(OBJECTIF ÉNONCÉ):
Reproduisez à l'identique chacune des lignes des données ci-dessous.
═══ DONNÉES FOURNIES ═══
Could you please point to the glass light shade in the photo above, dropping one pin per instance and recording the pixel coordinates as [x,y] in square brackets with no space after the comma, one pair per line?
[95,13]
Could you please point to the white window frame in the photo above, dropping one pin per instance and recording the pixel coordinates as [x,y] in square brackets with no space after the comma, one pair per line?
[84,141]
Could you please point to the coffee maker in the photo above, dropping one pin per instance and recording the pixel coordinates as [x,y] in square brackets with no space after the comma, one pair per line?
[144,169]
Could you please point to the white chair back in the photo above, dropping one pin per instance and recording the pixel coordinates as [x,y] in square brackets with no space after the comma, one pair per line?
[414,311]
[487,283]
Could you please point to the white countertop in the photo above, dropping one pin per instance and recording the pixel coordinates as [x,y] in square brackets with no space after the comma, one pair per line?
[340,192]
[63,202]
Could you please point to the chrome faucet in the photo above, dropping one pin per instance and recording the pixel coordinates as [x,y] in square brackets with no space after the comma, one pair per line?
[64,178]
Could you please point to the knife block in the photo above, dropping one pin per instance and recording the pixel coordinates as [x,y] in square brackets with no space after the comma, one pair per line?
═══
(RÉPONSE APPORTÉE):
Could you please point to the glass light shade in the photo above, dropping one pin per instance and recording the pixel coordinates as [x,y] in square brackets with no space after the comma, one pair per line?
[95,13]
Could you please point to the white window frame in the photo above, dropping one pin per instance and recording the pixel coordinates as [x,y] in square brackets with no space after the comma, one pair per line?
[84,141]
Could you please point to the coffee maker in the photo above, dropping one pin per instance and recording the pixel coordinates as [x,y] in square brackets with no space after the comma, one pair per line?
[144,169]
Could you please point to the white chair back in the photo above, dropping one pin per instance and recording the pixel coordinates as [x,y] in square brackets with no space after the comma, one pair per line?
[414,311]
[487,283]
Could you please point to the white countertop in the photo above, dropping one pin per instance and recording the pixel coordinates as [x,y] in square brackets with no space after the comma, one pair per line?
[340,192]
[63,202]
Could you please point to the chrome faucet in the photo above, dropping one pin per instance and recording the pixel coordinates as [x,y] in square brackets with no space after the comma, one pair per line?
[64,178]
Could you please point to the knife block in the photo above, dropping one pin per instance and recording the pixel coordinates as [x,y] in square brackets with no space after the comma, one pair per line?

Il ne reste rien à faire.